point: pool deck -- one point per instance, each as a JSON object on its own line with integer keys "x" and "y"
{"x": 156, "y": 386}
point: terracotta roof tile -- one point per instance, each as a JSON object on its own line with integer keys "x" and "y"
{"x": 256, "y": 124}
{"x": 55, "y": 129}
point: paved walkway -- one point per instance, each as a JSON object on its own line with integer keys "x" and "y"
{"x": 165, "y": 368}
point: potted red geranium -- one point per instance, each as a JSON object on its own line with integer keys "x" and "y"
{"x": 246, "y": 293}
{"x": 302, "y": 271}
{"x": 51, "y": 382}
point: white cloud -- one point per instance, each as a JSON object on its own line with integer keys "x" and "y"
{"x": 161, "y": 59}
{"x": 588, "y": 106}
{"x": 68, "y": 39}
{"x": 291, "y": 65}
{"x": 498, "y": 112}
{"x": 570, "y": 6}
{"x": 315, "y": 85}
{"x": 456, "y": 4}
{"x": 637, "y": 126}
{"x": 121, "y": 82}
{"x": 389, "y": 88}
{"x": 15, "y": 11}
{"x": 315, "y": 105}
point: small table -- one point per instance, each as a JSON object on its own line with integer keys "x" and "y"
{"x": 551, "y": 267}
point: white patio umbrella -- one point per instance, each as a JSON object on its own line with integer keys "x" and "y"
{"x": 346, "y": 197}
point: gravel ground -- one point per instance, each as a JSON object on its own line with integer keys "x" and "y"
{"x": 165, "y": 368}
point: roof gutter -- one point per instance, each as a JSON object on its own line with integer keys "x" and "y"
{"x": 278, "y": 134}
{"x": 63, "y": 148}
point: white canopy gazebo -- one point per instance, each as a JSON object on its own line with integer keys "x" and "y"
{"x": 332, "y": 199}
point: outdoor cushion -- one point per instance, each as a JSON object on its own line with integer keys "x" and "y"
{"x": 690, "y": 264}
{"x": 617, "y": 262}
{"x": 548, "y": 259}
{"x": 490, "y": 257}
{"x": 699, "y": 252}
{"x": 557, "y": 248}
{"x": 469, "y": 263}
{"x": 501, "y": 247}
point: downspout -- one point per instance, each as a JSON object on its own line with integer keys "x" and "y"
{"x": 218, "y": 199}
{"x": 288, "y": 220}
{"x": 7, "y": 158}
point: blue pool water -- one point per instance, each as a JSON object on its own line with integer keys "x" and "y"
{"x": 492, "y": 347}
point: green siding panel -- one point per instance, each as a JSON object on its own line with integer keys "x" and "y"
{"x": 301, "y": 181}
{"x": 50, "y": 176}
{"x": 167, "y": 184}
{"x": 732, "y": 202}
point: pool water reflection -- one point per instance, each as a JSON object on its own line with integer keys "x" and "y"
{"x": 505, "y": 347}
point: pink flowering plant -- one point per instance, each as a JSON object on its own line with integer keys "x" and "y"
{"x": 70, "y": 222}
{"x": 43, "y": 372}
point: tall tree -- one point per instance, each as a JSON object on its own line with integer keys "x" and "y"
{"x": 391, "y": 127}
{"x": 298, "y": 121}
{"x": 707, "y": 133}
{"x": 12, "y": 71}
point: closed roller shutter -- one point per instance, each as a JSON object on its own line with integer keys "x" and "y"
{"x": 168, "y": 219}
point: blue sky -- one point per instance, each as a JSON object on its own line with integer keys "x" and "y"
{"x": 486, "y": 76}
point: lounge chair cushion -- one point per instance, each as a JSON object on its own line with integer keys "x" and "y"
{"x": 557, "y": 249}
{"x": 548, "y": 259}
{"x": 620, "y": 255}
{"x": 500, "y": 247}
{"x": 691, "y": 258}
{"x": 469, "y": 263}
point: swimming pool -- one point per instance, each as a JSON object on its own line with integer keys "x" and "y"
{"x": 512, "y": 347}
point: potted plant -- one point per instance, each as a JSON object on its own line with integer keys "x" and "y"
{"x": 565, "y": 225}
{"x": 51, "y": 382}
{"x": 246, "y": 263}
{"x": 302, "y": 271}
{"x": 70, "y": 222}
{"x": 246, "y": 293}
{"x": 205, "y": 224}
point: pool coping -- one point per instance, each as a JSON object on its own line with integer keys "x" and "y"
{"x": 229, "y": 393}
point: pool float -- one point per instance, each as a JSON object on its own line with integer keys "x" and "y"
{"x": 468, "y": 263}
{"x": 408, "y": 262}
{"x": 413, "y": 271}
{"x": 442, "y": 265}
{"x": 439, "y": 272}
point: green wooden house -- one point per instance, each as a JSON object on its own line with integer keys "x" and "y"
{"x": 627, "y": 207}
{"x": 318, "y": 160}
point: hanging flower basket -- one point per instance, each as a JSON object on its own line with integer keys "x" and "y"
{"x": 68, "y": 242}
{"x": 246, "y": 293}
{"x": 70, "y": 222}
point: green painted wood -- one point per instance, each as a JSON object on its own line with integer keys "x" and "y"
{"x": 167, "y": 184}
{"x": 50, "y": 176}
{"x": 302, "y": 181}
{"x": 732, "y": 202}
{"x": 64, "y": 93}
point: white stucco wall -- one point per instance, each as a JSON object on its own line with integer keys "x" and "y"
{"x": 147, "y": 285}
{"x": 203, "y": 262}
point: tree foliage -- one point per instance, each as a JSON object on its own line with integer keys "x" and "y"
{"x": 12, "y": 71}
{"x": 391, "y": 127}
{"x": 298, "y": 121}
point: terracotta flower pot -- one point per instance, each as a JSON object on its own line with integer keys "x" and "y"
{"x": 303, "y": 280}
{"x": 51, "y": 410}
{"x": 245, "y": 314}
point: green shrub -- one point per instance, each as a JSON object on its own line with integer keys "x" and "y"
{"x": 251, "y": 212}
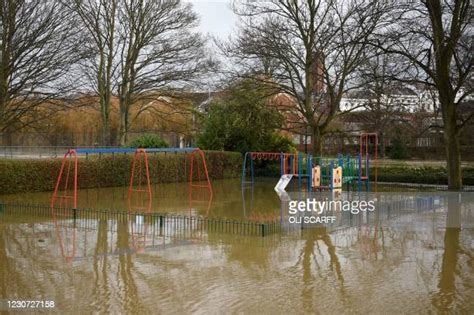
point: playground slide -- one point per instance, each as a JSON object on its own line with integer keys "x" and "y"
{"x": 283, "y": 182}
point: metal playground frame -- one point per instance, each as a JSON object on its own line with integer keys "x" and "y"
{"x": 67, "y": 180}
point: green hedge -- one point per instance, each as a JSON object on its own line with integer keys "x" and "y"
{"x": 18, "y": 176}
{"x": 419, "y": 175}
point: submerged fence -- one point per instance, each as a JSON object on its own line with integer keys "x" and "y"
{"x": 163, "y": 223}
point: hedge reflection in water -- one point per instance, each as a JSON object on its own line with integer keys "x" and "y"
{"x": 415, "y": 262}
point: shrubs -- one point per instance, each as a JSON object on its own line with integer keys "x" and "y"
{"x": 148, "y": 141}
{"x": 18, "y": 176}
{"x": 420, "y": 175}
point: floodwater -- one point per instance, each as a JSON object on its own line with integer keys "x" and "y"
{"x": 397, "y": 261}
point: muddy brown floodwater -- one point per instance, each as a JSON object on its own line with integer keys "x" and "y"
{"x": 406, "y": 262}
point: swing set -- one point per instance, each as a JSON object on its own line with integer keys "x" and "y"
{"x": 65, "y": 191}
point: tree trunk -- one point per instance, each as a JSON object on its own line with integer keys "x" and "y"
{"x": 453, "y": 157}
{"x": 382, "y": 144}
{"x": 317, "y": 141}
{"x": 123, "y": 131}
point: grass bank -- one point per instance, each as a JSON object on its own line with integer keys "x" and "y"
{"x": 17, "y": 176}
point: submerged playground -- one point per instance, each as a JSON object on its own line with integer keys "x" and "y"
{"x": 127, "y": 227}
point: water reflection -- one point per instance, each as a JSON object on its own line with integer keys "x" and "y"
{"x": 412, "y": 256}
{"x": 450, "y": 269}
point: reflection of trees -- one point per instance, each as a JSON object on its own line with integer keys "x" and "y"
{"x": 446, "y": 294}
{"x": 312, "y": 238}
{"x": 130, "y": 299}
{"x": 101, "y": 287}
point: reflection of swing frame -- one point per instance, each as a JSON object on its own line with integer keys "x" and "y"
{"x": 68, "y": 174}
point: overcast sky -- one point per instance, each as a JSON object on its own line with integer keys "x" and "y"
{"x": 216, "y": 17}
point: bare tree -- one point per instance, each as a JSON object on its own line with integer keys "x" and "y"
{"x": 313, "y": 47}
{"x": 158, "y": 49}
{"x": 99, "y": 20}
{"x": 380, "y": 90}
{"x": 38, "y": 48}
{"x": 434, "y": 38}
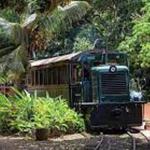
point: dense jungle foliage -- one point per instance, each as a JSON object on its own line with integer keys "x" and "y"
{"x": 34, "y": 29}
{"x": 23, "y": 113}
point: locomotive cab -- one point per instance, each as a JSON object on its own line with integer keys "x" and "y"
{"x": 111, "y": 92}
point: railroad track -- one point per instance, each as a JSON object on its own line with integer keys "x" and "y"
{"x": 136, "y": 140}
{"x": 107, "y": 142}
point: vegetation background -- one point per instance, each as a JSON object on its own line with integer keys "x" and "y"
{"x": 35, "y": 29}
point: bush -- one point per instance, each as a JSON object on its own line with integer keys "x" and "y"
{"x": 23, "y": 113}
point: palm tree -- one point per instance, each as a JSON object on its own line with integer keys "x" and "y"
{"x": 34, "y": 32}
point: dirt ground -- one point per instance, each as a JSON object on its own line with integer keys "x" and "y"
{"x": 69, "y": 142}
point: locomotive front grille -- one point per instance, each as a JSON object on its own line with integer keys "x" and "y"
{"x": 113, "y": 84}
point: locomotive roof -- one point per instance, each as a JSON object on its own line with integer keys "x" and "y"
{"x": 69, "y": 57}
{"x": 47, "y": 61}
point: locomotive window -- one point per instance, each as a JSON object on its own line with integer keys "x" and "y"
{"x": 117, "y": 59}
{"x": 76, "y": 73}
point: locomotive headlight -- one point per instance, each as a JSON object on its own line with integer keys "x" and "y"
{"x": 113, "y": 69}
{"x": 136, "y": 96}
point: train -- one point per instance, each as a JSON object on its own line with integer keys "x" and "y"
{"x": 95, "y": 82}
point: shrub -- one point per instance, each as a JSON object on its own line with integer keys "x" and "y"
{"x": 23, "y": 112}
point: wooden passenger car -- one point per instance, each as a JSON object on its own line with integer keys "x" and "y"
{"x": 103, "y": 92}
{"x": 52, "y": 75}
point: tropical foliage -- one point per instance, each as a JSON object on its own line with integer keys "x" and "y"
{"x": 23, "y": 113}
{"x": 30, "y": 28}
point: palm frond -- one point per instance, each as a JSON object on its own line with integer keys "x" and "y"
{"x": 63, "y": 18}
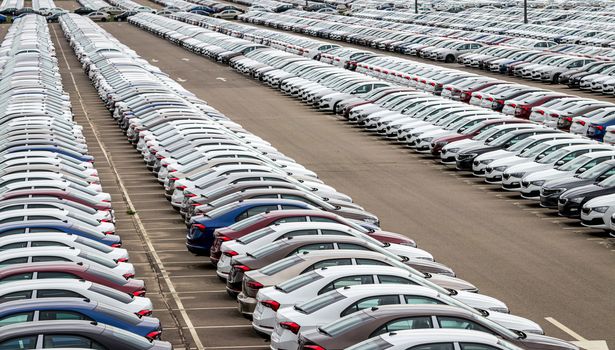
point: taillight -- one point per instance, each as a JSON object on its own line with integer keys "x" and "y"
{"x": 139, "y": 293}
{"x": 255, "y": 285}
{"x": 231, "y": 253}
{"x": 144, "y": 312}
{"x": 243, "y": 268}
{"x": 153, "y": 335}
{"x": 272, "y": 304}
{"x": 291, "y": 326}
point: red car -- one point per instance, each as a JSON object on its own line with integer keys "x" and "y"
{"x": 259, "y": 221}
{"x": 438, "y": 143}
{"x": 70, "y": 270}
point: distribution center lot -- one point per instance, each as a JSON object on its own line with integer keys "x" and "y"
{"x": 546, "y": 268}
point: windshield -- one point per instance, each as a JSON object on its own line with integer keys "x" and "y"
{"x": 256, "y": 235}
{"x": 553, "y": 157}
{"x": 298, "y": 282}
{"x": 595, "y": 171}
{"x": 574, "y": 164}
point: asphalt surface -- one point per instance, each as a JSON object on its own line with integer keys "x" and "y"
{"x": 541, "y": 265}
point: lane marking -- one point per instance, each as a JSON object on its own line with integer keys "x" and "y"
{"x": 148, "y": 242}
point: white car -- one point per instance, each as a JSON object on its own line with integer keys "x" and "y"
{"x": 53, "y": 253}
{"x": 311, "y": 284}
{"x": 330, "y": 306}
{"x": 62, "y": 288}
{"x": 532, "y": 183}
{"x": 434, "y": 339}
{"x": 60, "y": 239}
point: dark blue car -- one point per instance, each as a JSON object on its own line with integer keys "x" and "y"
{"x": 201, "y": 233}
{"x": 51, "y": 309}
{"x": 597, "y": 128}
{"x": 24, "y": 227}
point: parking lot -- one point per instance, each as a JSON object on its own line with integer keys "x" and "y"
{"x": 547, "y": 268}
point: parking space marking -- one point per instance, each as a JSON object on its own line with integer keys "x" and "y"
{"x": 137, "y": 220}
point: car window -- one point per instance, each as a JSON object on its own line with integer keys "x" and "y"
{"x": 433, "y": 346}
{"x": 14, "y": 245}
{"x": 19, "y": 343}
{"x": 419, "y": 299}
{"x": 13, "y": 261}
{"x": 70, "y": 341}
{"x": 22, "y": 294}
{"x": 371, "y": 262}
{"x": 370, "y": 302}
{"x": 57, "y": 293}
{"x": 61, "y": 315}
{"x": 334, "y": 233}
{"x": 352, "y": 246}
{"x": 476, "y": 346}
{"x": 43, "y": 275}
{"x": 347, "y": 281}
{"x": 18, "y": 277}
{"x": 460, "y": 323}
{"x": 420, "y": 322}
{"x": 17, "y": 318}
{"x": 389, "y": 279}
{"x": 291, "y": 219}
{"x": 298, "y": 233}
{"x": 315, "y": 246}
{"x": 330, "y": 262}
{"x": 321, "y": 219}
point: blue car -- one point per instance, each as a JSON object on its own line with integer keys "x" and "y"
{"x": 52, "y": 309}
{"x": 24, "y": 227}
{"x": 201, "y": 233}
{"x": 597, "y": 128}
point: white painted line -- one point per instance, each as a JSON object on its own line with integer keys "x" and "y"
{"x": 148, "y": 242}
{"x": 567, "y": 330}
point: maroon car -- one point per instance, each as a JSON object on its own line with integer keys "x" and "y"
{"x": 259, "y": 221}
{"x": 71, "y": 270}
{"x": 438, "y": 143}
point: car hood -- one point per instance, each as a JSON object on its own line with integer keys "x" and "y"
{"x": 515, "y": 322}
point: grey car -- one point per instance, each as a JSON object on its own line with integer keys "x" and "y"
{"x": 375, "y": 321}
{"x": 74, "y": 334}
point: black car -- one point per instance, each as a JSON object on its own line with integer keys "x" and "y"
{"x": 571, "y": 201}
{"x": 551, "y": 190}
{"x": 500, "y": 140}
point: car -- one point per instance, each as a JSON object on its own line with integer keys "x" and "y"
{"x": 341, "y": 302}
{"x": 69, "y": 270}
{"x": 427, "y": 338}
{"x": 372, "y": 322}
{"x": 49, "y": 309}
{"x": 200, "y": 236}
{"x": 227, "y": 14}
{"x": 56, "y": 288}
{"x": 74, "y": 334}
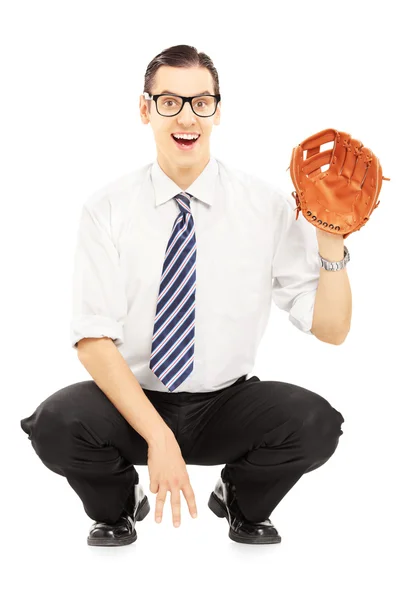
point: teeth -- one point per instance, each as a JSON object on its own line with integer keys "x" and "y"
{"x": 185, "y": 136}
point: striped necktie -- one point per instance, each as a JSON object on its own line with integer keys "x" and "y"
{"x": 172, "y": 346}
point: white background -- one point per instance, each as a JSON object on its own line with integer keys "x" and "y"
{"x": 72, "y": 74}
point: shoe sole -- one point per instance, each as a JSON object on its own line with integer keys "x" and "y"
{"x": 219, "y": 509}
{"x": 142, "y": 512}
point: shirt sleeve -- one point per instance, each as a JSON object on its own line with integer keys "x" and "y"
{"x": 99, "y": 303}
{"x": 295, "y": 268}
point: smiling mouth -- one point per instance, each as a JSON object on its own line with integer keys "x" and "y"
{"x": 186, "y": 144}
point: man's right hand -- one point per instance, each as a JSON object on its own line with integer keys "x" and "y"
{"x": 167, "y": 471}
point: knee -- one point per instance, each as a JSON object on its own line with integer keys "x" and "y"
{"x": 320, "y": 427}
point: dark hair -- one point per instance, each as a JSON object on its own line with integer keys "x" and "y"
{"x": 179, "y": 56}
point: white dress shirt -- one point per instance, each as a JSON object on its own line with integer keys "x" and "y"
{"x": 250, "y": 250}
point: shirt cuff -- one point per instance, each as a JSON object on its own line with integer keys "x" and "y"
{"x": 301, "y": 313}
{"x": 96, "y": 326}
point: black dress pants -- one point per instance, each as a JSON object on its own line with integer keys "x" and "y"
{"x": 269, "y": 433}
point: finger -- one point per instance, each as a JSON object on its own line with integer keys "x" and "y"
{"x": 339, "y": 153}
{"x": 187, "y": 491}
{"x": 351, "y": 158}
{"x": 176, "y": 505}
{"x": 160, "y": 501}
{"x": 362, "y": 165}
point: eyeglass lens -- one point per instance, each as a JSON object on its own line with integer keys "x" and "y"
{"x": 169, "y": 106}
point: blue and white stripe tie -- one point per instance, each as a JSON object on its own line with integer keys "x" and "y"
{"x": 172, "y": 346}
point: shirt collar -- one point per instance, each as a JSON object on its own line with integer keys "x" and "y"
{"x": 202, "y": 188}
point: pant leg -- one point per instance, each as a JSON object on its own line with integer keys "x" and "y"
{"x": 269, "y": 433}
{"x": 78, "y": 433}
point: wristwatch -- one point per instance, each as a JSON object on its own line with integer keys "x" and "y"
{"x": 335, "y": 265}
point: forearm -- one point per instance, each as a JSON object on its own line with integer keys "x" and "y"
{"x": 102, "y": 359}
{"x": 333, "y": 302}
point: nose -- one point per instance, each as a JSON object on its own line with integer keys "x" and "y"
{"x": 186, "y": 116}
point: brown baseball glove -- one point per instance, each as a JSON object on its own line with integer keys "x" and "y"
{"x": 340, "y": 199}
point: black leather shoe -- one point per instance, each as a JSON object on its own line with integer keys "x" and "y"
{"x": 123, "y": 531}
{"x": 223, "y": 503}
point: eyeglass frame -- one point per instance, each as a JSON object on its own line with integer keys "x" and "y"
{"x": 189, "y": 99}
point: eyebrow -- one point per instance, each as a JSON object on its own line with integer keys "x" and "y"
{"x": 169, "y": 92}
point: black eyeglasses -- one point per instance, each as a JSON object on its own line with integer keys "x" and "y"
{"x": 169, "y": 105}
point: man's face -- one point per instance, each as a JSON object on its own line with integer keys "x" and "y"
{"x": 191, "y": 81}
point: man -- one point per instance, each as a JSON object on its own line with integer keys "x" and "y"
{"x": 175, "y": 269}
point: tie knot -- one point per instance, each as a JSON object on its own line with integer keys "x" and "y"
{"x": 183, "y": 200}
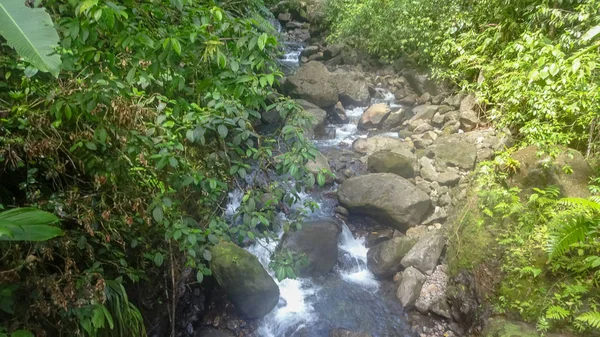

****************

Exercise description> The lines from the one containing "point: eyeglass frame" through the last line of the data above are to be transcribed exactly, both included, with all pictures left out.

Worked solution>
point: eyeglass frame -- one point per instance, each as a JSON object on its own line with integer keys "x" and "y"
{"x": 189, "y": 99}
point: eyebrow -- one point per instance, each as a JSON object on its own line with integer keys "x" and "y"
{"x": 169, "y": 92}
point: black eyeglasses -- one point per instance, each as a JSON object on its own line with integer keys "x" and "y"
{"x": 169, "y": 105}
point: man's face -- one point per instance, each as a JSON object on its own line with integer keys "x" and "y"
{"x": 191, "y": 81}
point: man -- one point per instance, each as a JSON object on its own line with integer keys "x" and "y"
{"x": 175, "y": 269}
point: tie knot -- one point per instance, each as a JSON object on its own line with integer keys "x" and "y"
{"x": 183, "y": 200}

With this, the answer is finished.